▸ **Assigned task**
From first line to last, retype the data exactly.

[Saved data entries]
────────

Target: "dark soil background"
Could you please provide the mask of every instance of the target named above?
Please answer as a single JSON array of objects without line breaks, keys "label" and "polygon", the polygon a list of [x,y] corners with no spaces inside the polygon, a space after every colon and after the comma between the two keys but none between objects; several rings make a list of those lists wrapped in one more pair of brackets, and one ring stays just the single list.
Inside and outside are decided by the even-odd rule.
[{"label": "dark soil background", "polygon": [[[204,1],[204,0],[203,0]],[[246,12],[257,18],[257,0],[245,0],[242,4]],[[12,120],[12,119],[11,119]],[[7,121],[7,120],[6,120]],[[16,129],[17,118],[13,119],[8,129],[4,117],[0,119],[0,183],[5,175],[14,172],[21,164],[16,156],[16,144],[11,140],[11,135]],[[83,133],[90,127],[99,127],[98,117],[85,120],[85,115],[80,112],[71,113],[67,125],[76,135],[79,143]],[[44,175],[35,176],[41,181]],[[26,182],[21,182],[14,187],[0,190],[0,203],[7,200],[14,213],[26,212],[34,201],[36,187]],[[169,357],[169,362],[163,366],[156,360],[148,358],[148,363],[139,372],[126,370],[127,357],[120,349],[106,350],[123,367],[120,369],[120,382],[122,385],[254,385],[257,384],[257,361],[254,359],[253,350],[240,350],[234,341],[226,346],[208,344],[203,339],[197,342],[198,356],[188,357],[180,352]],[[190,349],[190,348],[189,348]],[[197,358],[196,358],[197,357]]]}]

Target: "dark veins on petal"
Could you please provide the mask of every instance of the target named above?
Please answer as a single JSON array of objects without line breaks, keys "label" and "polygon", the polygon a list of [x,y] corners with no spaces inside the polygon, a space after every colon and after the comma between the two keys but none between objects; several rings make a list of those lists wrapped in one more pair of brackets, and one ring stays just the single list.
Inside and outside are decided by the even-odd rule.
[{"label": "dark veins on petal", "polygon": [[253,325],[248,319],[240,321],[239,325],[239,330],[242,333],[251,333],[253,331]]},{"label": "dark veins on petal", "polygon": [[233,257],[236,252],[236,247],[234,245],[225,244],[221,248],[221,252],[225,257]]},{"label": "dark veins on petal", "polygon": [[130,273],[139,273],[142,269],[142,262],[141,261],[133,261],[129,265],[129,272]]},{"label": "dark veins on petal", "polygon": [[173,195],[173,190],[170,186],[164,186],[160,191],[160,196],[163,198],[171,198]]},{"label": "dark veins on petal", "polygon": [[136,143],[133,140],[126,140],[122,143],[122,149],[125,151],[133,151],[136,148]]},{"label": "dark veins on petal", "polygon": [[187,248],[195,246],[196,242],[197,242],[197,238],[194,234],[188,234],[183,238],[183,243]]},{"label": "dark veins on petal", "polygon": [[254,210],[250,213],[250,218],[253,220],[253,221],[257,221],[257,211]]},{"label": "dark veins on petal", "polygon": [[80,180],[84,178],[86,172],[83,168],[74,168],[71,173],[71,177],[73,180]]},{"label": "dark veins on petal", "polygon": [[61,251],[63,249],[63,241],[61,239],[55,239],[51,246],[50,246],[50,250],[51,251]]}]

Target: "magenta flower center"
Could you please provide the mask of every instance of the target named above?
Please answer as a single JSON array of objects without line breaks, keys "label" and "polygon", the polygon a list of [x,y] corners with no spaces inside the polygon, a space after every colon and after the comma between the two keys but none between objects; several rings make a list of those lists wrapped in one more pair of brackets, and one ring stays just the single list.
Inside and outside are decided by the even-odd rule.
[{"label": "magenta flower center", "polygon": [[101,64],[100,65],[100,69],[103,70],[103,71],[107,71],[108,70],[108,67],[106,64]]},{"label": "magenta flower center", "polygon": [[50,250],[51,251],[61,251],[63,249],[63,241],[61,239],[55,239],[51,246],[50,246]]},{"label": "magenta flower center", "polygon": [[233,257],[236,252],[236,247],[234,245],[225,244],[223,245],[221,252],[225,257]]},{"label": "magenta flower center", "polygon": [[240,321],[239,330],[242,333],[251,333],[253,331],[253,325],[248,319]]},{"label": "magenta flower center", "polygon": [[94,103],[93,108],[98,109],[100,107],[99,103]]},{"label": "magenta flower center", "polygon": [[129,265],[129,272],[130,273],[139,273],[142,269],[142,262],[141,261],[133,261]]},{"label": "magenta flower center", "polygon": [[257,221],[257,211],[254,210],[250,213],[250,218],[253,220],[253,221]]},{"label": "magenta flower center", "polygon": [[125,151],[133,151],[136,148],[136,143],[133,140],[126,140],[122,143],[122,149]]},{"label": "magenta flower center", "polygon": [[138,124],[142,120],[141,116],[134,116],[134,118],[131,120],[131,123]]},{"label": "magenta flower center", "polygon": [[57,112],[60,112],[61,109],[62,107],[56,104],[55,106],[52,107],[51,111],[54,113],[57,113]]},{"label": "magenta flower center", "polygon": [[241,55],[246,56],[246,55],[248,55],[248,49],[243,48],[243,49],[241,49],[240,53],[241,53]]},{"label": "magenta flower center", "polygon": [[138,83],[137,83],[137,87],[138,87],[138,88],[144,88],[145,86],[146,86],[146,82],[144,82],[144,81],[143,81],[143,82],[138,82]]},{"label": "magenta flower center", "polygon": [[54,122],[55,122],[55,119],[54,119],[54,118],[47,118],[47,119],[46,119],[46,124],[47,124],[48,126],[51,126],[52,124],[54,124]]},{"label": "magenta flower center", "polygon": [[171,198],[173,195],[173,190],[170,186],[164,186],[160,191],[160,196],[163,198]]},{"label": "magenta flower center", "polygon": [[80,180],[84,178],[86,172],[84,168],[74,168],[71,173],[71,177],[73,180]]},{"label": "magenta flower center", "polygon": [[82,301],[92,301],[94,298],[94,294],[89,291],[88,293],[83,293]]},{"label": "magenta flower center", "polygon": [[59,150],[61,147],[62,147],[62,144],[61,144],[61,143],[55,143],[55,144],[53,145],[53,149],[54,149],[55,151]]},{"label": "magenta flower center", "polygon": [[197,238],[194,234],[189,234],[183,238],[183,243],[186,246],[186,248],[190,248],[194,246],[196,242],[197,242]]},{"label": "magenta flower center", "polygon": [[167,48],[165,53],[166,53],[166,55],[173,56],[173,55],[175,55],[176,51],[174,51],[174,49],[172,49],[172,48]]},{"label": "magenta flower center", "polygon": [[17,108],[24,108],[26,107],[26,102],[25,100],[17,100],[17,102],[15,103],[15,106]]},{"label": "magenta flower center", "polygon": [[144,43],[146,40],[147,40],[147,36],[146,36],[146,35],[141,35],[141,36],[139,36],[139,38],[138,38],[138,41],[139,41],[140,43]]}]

────────

▸ **Completed task**
Target: "dark soil background"
Could you please provide the mask of every instance of the target named above?
Please answer as a single JSON array of objects without line breaks, keys "label" and "polygon", the polygon a list of [x,y] corners with no spaces inside the polygon, a space after every colon and after the comma between the two keys but none between objects; several rings make a list of those lists wrapped in one more pair of brackets, and one ring stays just the single list.
Inside and outside are decided by the even-odd rule.
[{"label": "dark soil background", "polygon": [[[204,1],[204,0],[203,0]],[[246,12],[257,18],[257,0],[245,0],[242,4]],[[12,120],[12,119],[11,119]],[[7,121],[7,120],[6,120]],[[16,129],[17,118],[13,119],[8,129],[4,117],[0,119],[0,183],[5,175],[14,172],[21,164],[16,156],[16,144],[11,140],[11,135]],[[83,133],[90,127],[99,127],[98,117],[85,120],[85,115],[80,112],[71,113],[67,125],[76,135],[79,143]],[[44,175],[35,176],[41,181]],[[26,182],[21,182],[14,187],[0,190],[0,203],[7,200],[14,213],[26,212],[34,201],[36,187]],[[169,357],[169,362],[163,366],[156,360],[148,358],[148,363],[139,372],[126,370],[127,357],[120,349],[106,350],[123,367],[120,369],[120,382],[122,385],[254,385],[257,384],[257,361],[254,359],[253,350],[240,350],[234,341],[226,346],[208,344],[203,339],[197,342],[198,356],[188,357],[180,352]],[[190,349],[190,348],[189,348]],[[197,358],[196,358],[197,357]]]}]

Target: "dark veins on petal"
Could you please provide the mask of every instance of the target named above?
Please answer as a single JSON array of objects without line breaks, keys "label" and "polygon", the polygon a list of [x,y] corners with no spaces inside the polygon, a space after every colon and after the comma between the two keys but none between objects; several rings make a list of those lists wrapped in one more pair of brackets, and one ring stays just the single list.
Inside and outside are decided by the even-odd rule.
[{"label": "dark veins on petal", "polygon": [[253,325],[248,319],[240,321],[239,325],[239,330],[242,333],[251,333],[253,331]]},{"label": "dark veins on petal", "polygon": [[233,257],[236,252],[236,247],[234,245],[225,244],[221,248],[221,252],[225,257]]},{"label": "dark veins on petal", "polygon": [[130,273],[139,273],[142,269],[142,262],[141,261],[133,261],[129,265],[129,272]]},{"label": "dark veins on petal", "polygon": [[173,195],[173,190],[170,186],[164,186],[160,191],[160,196],[163,198],[171,198]]},{"label": "dark veins on petal", "polygon": [[136,143],[133,140],[126,140],[122,143],[122,149],[125,151],[133,151],[136,148]]},{"label": "dark veins on petal", "polygon": [[187,248],[195,246],[196,242],[197,242],[197,238],[194,234],[188,234],[183,238],[183,243]]},{"label": "dark veins on petal", "polygon": [[254,210],[250,213],[250,218],[253,220],[253,221],[257,221],[257,211]]},{"label": "dark veins on petal", "polygon": [[80,180],[84,178],[86,172],[83,168],[74,168],[71,173],[71,177],[73,180]]},{"label": "dark veins on petal", "polygon": [[61,251],[63,249],[63,241],[61,239],[55,239],[51,246],[50,246],[50,250],[51,251]]}]

Target: "magenta flower center"
Could you please provide the mask of every instance of the target named above?
Please answer as a single JSON array of objects without line breaks, keys "label" and "polygon", the polygon a list of [x,y] corners with no spaces inside the polygon, a space after every colon and after the comma between the two keys but none between objects; several rings make a list of those lists wrapped in one more pair of brackets, and one ring stays just the single list.
Inside and outside are decided by the even-odd rule.
[{"label": "magenta flower center", "polygon": [[101,64],[100,65],[100,69],[103,70],[103,71],[107,71],[108,70],[108,67],[106,64]]},{"label": "magenta flower center", "polygon": [[50,250],[51,251],[61,251],[63,249],[63,241],[61,239],[55,239],[51,246],[50,246]]},{"label": "magenta flower center", "polygon": [[233,257],[236,252],[236,247],[234,245],[225,244],[223,245],[221,252],[225,257]]},{"label": "magenta flower center", "polygon": [[240,321],[239,330],[242,333],[251,333],[253,331],[253,325],[248,319]]},{"label": "magenta flower center", "polygon": [[94,103],[93,108],[98,109],[100,107],[99,103]]},{"label": "magenta flower center", "polygon": [[129,265],[129,272],[130,273],[139,273],[142,269],[142,262],[141,261],[133,261]]},{"label": "magenta flower center", "polygon": [[257,221],[257,211],[254,210],[250,213],[250,218],[253,220],[253,221]]},{"label": "magenta flower center", "polygon": [[125,151],[133,151],[136,148],[136,143],[133,140],[126,140],[122,143],[122,149]]},{"label": "magenta flower center", "polygon": [[138,124],[142,120],[141,116],[134,116],[134,118],[131,120],[131,123]]},{"label": "magenta flower center", "polygon": [[57,112],[60,112],[61,109],[62,107],[56,104],[55,106],[52,107],[51,111],[54,113],[57,113]]},{"label": "magenta flower center", "polygon": [[241,55],[246,56],[246,55],[248,55],[248,49],[243,48],[243,49],[241,49],[240,53],[241,53]]},{"label": "magenta flower center", "polygon": [[138,83],[137,83],[137,87],[138,87],[138,88],[144,88],[145,86],[146,86],[146,82],[144,82],[144,81],[143,81],[143,82],[138,82]]},{"label": "magenta flower center", "polygon": [[54,122],[55,122],[55,119],[54,119],[54,118],[47,118],[47,119],[46,119],[46,124],[47,124],[48,126],[51,126],[52,124],[54,124]]},{"label": "magenta flower center", "polygon": [[171,198],[173,195],[173,190],[170,186],[164,186],[160,191],[160,196],[163,198]]},{"label": "magenta flower center", "polygon": [[80,180],[84,178],[86,172],[84,168],[74,168],[71,173],[71,177],[73,180]]},{"label": "magenta flower center", "polygon": [[82,301],[92,301],[94,298],[94,294],[89,291],[88,293],[83,293]]},{"label": "magenta flower center", "polygon": [[59,150],[61,147],[62,147],[62,144],[61,144],[61,143],[55,143],[55,144],[53,145],[53,149],[54,149],[55,151]]},{"label": "magenta flower center", "polygon": [[197,238],[194,234],[189,234],[183,238],[183,243],[186,246],[186,248],[190,248],[194,246],[196,242],[197,242]]},{"label": "magenta flower center", "polygon": [[167,48],[165,53],[166,53],[166,55],[173,56],[173,55],[175,55],[176,51],[174,51],[174,49],[172,49],[172,48]]},{"label": "magenta flower center", "polygon": [[17,108],[24,108],[26,107],[26,102],[25,100],[17,100],[17,102],[15,103],[15,106]]},{"label": "magenta flower center", "polygon": [[144,43],[146,40],[147,40],[147,36],[146,36],[146,35],[141,35],[141,36],[139,36],[139,38],[138,38],[138,41],[139,41],[140,43]]}]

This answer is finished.